SOURCE EXTRACT START
When police arrived, Joshua Almeda appeared to be under the influence of alcohol, according to Doll. Afterward, he was taken to the police station for questioning. Almeda claimed he and Moore had been drinking that night and he was in the bathroom brushing his teeth when he “heard a loud bang,” Doll wrote. He told detectives he ran into the bedroom to find Moore lying face-up on the bed with the gunshot wound, according to Doll. 

He told detectives he shook Moore, trying to wake her up, while yelling for his mother, and he remembered nothing else until police arrived.

In the statement, Doll wrote: “Initial crime scene analysis indicates the physical evidence at the scene was not consistent with suicide.” 

Almeda initially denied knowledge of the handgun, which he said he kept behind a picture on a shelf in his bedroom, Doll wrote. He later told police he purchased it five years ago but would not say where. 

Through a search warrant served at the residence, officers recovered a 9mm Glock handgun, which was reported stolen in 2010, according to the statement by Doll. 

Past convictions  

Almeda’s criminal record includes two convictions for driving under the influence, as well as convictions for vehicle theft, weapons misconduct, resisting arrest and drug possession.
SOURCE EXTRACT END
INPUT DATA START
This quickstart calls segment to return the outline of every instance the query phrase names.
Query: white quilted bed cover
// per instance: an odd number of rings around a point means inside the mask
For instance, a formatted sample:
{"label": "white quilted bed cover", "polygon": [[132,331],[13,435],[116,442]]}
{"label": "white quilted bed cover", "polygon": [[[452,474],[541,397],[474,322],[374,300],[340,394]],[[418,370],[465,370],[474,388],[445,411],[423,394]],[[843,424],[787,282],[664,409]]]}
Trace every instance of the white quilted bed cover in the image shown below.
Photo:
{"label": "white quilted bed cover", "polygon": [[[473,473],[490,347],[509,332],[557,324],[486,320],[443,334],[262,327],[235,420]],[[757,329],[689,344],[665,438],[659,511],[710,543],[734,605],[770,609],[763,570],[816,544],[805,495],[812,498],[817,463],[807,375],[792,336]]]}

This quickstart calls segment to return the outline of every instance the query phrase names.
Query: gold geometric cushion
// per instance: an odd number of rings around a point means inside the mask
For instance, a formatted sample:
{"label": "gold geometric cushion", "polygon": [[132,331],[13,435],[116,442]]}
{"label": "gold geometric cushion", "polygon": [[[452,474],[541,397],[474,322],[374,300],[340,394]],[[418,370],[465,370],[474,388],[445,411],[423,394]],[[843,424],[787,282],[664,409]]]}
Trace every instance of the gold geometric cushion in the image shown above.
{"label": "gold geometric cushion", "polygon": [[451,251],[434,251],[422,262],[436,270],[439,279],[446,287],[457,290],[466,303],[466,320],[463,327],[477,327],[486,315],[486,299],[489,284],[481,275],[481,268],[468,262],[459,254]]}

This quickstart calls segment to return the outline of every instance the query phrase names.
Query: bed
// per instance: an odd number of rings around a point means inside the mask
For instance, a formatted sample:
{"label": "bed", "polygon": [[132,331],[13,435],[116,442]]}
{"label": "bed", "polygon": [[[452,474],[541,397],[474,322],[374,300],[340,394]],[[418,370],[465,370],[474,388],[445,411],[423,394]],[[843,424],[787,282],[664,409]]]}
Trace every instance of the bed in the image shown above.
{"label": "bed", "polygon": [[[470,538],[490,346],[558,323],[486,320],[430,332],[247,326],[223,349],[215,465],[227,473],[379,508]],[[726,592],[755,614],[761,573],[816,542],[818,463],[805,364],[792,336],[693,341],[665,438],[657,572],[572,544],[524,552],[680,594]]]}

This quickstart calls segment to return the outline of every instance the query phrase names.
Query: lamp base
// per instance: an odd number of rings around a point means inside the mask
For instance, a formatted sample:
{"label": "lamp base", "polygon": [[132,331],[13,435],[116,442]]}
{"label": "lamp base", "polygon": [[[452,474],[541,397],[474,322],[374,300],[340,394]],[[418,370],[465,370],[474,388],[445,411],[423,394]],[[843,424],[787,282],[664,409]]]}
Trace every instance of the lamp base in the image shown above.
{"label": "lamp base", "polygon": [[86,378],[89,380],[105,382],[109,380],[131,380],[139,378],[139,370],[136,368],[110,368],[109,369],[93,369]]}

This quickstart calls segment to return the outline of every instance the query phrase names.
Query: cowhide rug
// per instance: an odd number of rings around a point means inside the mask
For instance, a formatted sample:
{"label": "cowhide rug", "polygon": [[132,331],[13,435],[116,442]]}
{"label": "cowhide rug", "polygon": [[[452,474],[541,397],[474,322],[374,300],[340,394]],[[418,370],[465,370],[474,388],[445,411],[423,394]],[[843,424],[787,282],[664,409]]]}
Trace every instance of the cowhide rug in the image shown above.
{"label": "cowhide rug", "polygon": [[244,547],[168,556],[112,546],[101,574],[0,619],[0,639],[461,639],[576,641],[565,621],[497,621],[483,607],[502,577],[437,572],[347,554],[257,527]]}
INPUT DATA END
• [ACTIVITY]: Write out the full passage above about the police investigation of Almeda, word for word.

• [SOLUTION TO THE EXERCISE]:
When police arrived, Joshua Almeda appeared to be under the influence of alcohol, according to Doll. Afterward, he was taken to the police station for questioning. Almeda claimed he and Moore had been drinking that night and he was in the bathroom brushing his teeth when he “heard a loud bang,” Doll wrote. He told detectives he ran into the bedroom to find Moore lying face-up on the bed with the gunshot wound, according to Doll. 

He told detectives he shook Moore, trying to wake her up, while yelling for his mother, and he remembered nothing else until police arrived.

In the statement, Doll wrote: “Initial crime scene analysis indicates the physical evidence at the scene was not consistent with suicide.” 

Almeda initially denied knowledge of the handgun, which he said he kept behind a picture on a shelf in his bedroom, Doll wrote. He later told police he purchased it five years ago but would not say where. 

Through a search warrant served at the residence, officers recovered a 9mm Glock handgun, which was reported stolen in 2010, according to the statement by Doll. 

Past convictions  

Almeda’s criminal record includes two convictions for driving under the influence, as well as convictions for vehicle theft, weapons misconduct, resisting arrest and drug possession.